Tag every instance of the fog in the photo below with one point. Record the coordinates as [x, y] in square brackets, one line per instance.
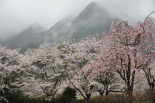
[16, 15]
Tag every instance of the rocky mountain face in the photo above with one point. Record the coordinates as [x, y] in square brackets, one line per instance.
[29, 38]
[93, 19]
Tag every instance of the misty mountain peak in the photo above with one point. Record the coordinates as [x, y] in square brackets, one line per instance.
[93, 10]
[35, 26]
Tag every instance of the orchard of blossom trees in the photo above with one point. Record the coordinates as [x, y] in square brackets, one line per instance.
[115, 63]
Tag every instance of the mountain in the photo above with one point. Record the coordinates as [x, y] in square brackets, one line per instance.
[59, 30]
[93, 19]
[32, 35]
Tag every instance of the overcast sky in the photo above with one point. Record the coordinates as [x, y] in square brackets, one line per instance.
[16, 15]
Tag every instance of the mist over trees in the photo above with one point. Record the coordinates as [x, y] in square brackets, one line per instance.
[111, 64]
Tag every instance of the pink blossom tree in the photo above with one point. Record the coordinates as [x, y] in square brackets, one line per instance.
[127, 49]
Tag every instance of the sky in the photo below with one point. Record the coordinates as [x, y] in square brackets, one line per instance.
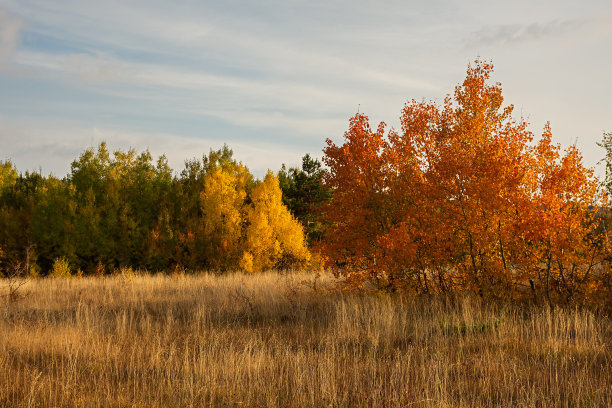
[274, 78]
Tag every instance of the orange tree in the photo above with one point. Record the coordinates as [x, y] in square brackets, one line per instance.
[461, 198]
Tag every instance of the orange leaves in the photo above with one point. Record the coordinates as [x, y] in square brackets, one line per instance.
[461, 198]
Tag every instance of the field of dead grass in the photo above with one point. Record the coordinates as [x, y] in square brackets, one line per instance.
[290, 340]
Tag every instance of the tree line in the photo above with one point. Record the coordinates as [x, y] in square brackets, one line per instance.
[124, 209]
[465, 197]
▬▬▬
• JOB
Reproduce everything from the line containing "Tag every instance of the tree" down to the end of the records, with "tree line" changed to "forest edge" and nothing else altered. Give only those lines.

• OUTPUT
Tag every instance of the forest edge in the photo above with one point. Record the coordinates as [x, y] in square brackets, one line per instance.
[124, 209]
[465, 197]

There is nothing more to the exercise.